== Task input

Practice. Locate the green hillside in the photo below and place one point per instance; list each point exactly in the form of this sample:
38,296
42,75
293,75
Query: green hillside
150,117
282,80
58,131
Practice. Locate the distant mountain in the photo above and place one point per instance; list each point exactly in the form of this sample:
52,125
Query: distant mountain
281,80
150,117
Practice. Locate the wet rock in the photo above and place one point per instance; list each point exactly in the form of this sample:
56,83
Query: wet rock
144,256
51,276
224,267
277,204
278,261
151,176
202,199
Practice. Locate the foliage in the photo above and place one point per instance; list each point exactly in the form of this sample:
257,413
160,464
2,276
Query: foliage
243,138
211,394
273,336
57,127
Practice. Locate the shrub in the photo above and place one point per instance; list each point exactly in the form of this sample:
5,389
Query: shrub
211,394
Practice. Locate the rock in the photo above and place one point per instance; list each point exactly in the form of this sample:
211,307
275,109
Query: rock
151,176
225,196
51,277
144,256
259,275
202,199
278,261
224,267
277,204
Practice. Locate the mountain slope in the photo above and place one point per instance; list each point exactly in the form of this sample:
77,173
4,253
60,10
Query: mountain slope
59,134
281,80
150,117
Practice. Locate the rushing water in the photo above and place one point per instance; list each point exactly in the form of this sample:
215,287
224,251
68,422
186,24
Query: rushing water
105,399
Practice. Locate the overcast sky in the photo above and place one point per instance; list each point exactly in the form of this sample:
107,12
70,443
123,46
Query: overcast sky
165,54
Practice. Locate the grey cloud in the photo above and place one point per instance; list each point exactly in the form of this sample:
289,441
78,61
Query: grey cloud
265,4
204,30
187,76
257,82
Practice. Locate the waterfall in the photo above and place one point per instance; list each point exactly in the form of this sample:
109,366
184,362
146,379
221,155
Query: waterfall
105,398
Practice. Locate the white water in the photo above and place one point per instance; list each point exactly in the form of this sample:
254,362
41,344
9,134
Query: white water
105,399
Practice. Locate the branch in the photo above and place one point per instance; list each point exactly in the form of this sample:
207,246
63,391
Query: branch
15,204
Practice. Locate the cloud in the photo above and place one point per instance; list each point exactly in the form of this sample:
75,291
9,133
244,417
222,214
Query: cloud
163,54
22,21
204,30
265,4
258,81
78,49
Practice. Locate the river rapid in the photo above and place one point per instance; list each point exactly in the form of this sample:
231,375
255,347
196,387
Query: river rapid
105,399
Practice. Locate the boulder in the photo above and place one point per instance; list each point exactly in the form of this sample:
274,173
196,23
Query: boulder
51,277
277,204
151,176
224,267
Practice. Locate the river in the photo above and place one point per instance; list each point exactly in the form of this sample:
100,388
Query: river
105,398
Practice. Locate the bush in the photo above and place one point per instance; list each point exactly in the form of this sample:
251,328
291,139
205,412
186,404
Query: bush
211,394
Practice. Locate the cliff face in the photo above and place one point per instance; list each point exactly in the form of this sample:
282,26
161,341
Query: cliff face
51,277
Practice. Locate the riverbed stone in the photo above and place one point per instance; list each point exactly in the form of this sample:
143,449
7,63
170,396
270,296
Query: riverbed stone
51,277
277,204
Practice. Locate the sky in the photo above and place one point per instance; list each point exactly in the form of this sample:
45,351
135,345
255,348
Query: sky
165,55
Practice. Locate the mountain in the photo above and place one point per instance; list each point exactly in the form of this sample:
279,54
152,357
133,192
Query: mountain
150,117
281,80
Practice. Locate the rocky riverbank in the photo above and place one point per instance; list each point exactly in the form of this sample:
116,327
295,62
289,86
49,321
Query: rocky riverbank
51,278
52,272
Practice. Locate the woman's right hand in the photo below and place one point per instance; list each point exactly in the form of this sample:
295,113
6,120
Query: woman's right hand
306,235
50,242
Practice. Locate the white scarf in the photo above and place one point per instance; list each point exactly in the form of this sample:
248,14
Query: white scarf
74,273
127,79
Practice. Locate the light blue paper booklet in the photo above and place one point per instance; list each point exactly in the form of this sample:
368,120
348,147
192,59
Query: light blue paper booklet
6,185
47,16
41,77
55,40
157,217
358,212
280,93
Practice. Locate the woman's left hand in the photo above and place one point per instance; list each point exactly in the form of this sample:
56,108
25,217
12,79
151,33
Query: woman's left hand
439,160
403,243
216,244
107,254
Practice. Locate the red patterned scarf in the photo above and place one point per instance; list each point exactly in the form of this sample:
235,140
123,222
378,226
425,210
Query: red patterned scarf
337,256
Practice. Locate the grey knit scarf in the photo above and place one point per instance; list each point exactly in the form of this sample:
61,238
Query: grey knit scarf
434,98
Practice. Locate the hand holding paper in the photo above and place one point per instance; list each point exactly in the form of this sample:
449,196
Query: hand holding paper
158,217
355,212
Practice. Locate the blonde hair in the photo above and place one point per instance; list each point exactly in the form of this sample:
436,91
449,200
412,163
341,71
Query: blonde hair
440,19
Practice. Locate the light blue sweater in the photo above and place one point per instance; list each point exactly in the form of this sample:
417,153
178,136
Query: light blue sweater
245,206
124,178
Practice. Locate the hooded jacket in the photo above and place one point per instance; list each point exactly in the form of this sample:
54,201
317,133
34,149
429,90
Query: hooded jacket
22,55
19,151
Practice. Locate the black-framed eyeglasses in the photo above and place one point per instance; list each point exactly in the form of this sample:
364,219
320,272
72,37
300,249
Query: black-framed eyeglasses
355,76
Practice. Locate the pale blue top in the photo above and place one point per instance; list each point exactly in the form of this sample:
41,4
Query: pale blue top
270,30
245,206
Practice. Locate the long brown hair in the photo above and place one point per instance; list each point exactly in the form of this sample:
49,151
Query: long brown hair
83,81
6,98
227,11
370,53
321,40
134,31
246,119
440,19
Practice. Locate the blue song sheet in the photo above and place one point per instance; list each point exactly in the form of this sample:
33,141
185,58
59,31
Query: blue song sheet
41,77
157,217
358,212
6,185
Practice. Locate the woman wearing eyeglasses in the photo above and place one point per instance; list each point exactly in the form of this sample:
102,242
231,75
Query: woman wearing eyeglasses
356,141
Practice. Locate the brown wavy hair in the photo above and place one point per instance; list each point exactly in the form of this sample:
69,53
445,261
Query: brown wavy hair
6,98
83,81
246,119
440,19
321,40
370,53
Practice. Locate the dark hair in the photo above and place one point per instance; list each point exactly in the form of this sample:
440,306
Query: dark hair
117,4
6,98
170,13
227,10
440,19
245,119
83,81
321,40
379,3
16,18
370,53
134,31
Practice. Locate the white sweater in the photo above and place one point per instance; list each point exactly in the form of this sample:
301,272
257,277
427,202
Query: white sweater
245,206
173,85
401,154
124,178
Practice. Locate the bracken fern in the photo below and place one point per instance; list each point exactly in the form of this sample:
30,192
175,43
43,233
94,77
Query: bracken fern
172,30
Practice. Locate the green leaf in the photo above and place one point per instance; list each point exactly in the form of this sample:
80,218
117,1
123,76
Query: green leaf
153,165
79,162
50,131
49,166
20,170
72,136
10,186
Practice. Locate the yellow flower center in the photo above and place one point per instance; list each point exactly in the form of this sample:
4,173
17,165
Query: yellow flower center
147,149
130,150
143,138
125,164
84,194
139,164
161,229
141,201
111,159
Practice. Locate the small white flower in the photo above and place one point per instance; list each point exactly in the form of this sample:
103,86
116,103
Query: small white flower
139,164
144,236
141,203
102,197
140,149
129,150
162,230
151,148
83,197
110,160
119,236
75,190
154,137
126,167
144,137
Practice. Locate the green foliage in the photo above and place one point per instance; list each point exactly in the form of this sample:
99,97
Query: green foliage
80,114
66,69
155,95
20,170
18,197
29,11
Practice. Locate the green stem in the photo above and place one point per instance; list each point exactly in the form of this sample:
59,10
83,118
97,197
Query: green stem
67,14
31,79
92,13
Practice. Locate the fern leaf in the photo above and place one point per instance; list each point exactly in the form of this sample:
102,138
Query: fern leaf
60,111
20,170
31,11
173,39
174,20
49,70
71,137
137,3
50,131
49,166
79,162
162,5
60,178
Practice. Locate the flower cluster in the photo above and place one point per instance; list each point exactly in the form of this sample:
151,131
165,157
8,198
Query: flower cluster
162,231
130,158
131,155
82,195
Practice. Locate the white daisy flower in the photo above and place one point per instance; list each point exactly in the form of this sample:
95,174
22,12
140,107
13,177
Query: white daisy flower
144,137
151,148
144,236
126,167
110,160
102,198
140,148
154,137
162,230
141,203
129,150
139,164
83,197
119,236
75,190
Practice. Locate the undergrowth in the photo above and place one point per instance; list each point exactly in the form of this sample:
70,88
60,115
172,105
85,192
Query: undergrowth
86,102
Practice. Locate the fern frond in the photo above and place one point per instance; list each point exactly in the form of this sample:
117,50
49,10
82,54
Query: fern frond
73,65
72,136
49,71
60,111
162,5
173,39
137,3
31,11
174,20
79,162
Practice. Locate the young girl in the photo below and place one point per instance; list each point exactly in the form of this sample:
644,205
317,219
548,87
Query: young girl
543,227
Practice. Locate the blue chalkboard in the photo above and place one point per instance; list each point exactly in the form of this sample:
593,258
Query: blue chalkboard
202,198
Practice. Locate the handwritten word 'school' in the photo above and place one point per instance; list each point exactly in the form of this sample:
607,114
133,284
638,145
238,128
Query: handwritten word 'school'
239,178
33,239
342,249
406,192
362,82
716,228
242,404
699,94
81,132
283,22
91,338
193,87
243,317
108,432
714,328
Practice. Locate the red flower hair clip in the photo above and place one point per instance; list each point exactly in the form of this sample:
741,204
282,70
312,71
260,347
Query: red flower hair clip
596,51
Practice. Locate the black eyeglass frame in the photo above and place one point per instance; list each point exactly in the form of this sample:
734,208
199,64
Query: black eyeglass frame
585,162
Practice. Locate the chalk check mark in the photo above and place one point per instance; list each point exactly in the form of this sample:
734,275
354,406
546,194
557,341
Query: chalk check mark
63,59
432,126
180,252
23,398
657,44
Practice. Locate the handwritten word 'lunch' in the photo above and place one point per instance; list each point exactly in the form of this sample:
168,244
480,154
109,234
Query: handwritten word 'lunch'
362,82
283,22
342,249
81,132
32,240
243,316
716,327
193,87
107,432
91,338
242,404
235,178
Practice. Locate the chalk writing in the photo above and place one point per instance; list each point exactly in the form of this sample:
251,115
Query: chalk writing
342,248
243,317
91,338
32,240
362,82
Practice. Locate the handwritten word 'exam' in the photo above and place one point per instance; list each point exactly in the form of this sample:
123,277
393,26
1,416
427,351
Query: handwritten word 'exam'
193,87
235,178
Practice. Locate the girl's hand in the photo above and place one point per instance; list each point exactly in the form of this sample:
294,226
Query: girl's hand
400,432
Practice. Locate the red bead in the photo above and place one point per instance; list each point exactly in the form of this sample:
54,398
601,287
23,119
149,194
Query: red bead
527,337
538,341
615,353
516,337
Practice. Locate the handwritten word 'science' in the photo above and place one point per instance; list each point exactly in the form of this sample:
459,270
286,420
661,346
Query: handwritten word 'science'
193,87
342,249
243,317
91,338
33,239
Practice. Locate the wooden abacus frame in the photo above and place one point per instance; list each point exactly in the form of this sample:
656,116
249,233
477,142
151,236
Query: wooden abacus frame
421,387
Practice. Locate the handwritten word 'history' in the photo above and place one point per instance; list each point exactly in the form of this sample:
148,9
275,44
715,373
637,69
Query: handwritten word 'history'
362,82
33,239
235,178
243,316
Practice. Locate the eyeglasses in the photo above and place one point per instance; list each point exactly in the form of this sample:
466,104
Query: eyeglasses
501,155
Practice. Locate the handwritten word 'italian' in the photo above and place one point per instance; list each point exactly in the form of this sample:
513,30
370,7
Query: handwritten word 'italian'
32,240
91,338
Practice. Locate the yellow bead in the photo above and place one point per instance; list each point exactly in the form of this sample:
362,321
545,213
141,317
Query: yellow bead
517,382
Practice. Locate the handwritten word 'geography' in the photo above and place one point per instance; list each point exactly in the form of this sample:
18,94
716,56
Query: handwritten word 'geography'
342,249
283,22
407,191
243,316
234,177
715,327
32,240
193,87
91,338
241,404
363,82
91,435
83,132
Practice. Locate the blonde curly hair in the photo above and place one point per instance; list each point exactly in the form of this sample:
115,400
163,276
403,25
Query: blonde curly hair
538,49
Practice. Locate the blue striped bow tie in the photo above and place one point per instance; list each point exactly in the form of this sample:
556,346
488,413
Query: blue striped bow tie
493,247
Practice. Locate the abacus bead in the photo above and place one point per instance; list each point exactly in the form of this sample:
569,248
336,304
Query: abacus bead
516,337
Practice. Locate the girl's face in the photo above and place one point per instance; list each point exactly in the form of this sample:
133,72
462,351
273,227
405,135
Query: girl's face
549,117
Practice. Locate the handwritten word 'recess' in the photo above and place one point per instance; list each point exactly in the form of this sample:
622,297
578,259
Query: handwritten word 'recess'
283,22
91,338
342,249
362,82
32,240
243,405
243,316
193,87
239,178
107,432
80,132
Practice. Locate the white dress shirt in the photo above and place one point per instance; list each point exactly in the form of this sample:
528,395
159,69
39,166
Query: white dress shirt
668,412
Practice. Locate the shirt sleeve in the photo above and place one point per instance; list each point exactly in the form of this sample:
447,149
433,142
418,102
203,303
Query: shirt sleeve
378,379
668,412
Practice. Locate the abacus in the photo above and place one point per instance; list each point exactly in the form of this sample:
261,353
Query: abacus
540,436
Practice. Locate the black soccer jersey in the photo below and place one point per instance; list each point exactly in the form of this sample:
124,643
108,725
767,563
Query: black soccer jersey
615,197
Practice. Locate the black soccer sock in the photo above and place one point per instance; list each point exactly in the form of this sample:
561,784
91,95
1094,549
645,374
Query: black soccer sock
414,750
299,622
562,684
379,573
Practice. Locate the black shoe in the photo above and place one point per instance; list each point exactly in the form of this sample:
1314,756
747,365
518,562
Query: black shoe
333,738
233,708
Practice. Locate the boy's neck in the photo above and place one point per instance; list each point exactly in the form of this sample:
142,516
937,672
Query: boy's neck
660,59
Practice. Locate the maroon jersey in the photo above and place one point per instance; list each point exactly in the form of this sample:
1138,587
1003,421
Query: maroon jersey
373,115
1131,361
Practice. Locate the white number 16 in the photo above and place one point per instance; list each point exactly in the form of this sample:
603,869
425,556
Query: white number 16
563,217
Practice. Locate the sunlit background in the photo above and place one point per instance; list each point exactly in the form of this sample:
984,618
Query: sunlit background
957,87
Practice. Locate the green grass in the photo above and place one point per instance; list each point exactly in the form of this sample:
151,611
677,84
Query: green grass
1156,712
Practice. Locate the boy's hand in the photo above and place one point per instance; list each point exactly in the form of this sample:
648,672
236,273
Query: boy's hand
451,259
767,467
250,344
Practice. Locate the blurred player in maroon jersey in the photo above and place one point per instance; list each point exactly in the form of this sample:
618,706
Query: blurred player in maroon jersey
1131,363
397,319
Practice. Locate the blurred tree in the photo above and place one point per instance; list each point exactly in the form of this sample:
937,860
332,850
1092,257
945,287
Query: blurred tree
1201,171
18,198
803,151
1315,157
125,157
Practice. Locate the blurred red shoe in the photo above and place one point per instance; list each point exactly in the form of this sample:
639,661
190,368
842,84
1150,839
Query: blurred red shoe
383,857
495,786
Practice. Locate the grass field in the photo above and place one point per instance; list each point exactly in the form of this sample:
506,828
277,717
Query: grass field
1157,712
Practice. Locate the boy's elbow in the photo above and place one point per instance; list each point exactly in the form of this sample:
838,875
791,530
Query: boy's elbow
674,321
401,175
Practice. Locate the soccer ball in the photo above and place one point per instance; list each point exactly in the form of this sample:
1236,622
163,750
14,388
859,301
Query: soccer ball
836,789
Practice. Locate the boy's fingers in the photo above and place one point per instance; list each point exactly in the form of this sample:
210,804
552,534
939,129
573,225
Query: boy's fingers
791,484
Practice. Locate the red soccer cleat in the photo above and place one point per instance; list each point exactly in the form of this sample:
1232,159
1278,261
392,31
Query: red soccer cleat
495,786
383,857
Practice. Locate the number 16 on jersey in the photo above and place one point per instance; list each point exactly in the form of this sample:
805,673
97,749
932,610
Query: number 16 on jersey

====

— What you have to do —
Return all lines from the entries that contain the string "below".

— Completed task —
Practice. Locate the green hillside in the photo below and place one point per instance; list each point exactly in the form of this sample:
Practice. Locate the woman's right hand in the photo below and place one point per instance; list each point exactly in the form of this sample:
Practice. Locate the bracken fern in the photo below and place one point per instance; list each point exactly in the form of this sample:
Practice. Locate the young girl in the photo below and place one point per instance; list each point exactly in the form of this sample:
Practice. Locate the black soccer jersey in the photo below and place one point per instance; list each point exactly in the form of this sample:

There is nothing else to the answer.